* **EXERCISE DESCRIPTION**
Nothing but an exact copy of the records below counts as the answer.

Data excerpts
Content starts
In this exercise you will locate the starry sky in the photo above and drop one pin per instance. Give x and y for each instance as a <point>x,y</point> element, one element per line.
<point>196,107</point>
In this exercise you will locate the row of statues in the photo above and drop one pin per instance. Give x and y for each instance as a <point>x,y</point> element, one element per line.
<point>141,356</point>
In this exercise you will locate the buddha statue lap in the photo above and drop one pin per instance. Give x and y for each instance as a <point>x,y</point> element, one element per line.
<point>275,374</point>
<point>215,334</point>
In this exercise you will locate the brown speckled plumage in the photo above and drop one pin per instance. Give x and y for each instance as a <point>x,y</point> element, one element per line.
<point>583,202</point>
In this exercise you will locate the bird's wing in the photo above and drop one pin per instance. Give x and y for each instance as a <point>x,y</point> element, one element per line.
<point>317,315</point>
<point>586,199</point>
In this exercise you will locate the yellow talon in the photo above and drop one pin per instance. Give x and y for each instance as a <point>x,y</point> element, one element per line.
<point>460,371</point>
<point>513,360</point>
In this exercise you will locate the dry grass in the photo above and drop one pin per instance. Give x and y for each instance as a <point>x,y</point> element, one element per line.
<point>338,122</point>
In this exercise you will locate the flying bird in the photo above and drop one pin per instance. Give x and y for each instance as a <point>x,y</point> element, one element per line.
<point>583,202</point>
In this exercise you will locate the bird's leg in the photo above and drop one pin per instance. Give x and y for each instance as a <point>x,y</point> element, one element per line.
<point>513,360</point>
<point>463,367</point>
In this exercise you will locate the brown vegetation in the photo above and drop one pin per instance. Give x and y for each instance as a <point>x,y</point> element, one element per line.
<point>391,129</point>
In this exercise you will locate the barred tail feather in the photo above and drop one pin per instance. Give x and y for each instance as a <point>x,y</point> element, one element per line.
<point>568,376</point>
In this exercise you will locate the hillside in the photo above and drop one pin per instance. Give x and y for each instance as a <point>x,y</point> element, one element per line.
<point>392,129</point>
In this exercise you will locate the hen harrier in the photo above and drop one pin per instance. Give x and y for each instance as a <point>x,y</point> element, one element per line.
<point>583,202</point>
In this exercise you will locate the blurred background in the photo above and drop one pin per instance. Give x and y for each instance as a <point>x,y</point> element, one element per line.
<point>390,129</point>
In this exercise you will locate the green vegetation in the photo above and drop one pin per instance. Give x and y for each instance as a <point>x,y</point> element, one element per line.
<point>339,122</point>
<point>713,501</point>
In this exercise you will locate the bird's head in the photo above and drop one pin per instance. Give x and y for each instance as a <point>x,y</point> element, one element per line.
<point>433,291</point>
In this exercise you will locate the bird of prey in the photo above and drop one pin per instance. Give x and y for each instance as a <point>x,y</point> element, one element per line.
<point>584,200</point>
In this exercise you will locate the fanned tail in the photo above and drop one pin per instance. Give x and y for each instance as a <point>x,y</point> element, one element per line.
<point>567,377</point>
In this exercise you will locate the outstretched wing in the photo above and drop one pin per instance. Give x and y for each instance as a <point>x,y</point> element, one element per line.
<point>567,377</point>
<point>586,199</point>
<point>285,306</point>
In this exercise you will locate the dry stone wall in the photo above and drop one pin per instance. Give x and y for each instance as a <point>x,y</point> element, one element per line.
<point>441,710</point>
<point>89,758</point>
Content ends
* **PROBLEM SOLUTION**
In this exercise you will locate the starry sky in the photo above and drop one pin per instance. Give x and y for each instance as a <point>x,y</point> element, one element per line.
<point>196,107</point>
In this exercise you will locate the row of statues in the photo above and drop one pin per instance. Give x and y for each instance as a <point>x,y</point> element, one element per line.
<point>141,356</point>
In this exercise you will locate the buddha statue lap in the photo above and drop one pin per instance. Give x and y for each instance as a <point>x,y</point> element, one element per line.
<point>275,374</point>
<point>215,334</point>
In this exercise you will locate the brown speckled plumage in the photo above and drop one pin per instance. Give x and y for each instance as a <point>x,y</point> element, one element per line.
<point>583,202</point>
In this exercise you will locate the bird's wing in the photo above and drop one pin per instance. Give x and y for each instance as a <point>x,y</point> element, one element per line.
<point>317,315</point>
<point>586,199</point>
In this exercise you will locate the yellow talon in the photo above and drop one pin per instance. Give x and y for each instance as a <point>x,y</point> element, one element per line.
<point>460,371</point>
<point>513,360</point>
In this exercise you will locate the dry grass in the photo above and drop one pin per instance. Give x and y for each instance as a <point>x,y</point> element, one element per line.
<point>338,122</point>
In this exercise you will locate the flying bird in the photo above and drop one pin per instance. Give x and y for each instance as a <point>x,y</point> element, one element per line.
<point>583,202</point>
In this exercise you will locate the bird's leg in the photo above and drop one pin per instance. Give x and y for each instance as a <point>x,y</point> element, one element per line.
<point>513,360</point>
<point>463,367</point>
In this exercise you will locate the brown vegetation in the photo above and drop one pin per instance. Give x and y for each instance as a <point>x,y</point> element, one element per line.
<point>391,129</point>
In this exercise you will locate the barred tail feather in the photo above and drop one pin per instance. Give x and y for each instance as a <point>x,y</point> element, one element per line.
<point>568,376</point>
In this exercise you will locate the hillside in the photo above and drop one pin per instance. Give x and y for each instance as a <point>x,y</point> element, one element per line.
<point>392,129</point>
In this exercise you will locate the hen harrier in the photo above and drop one pin per instance. Give x and y for each instance as a <point>x,y</point> element, one element per line.
<point>583,202</point>
In this exercise you will locate the blurred background in the photo above and drop one pin per instance. Give x and y for each instance as a <point>x,y</point> element, one element per line.
<point>390,129</point>
In this exercise you will locate the green vegetation in the photo above and drop one pin per instance. Give x and y for each instance as a <point>x,y</point> element, one element per line.
<point>339,122</point>
<point>713,501</point>
In this exercise you will locate the bird's head in the photo above and drop one pin per instance. Give x and y for each instance as a <point>x,y</point> element, one element per line.
<point>433,291</point>
In this exercise you will locate the bird of prey in the photo above and drop one pin per instance. Give x and y for each instance as a <point>x,y</point> element, one element per line.
<point>584,200</point>
In this exercise you will locate the fanned tail in the photo above and drop one pin per instance. Give x and y for each instance as a <point>x,y</point> element, one element per line.
<point>567,377</point>
In this exercise you will locate the outstretched wing in the photo above and drop one pin per instance. Give x and y for each instance as a <point>x,y</point> element, one element per line.
<point>567,377</point>
<point>586,199</point>
<point>285,306</point>
In this exercise you will locate the dry stone wall in the photo above and drop one pin per instance. Give x and y for each instance as a <point>x,y</point> element, one element per line.
<point>441,710</point>
<point>89,758</point>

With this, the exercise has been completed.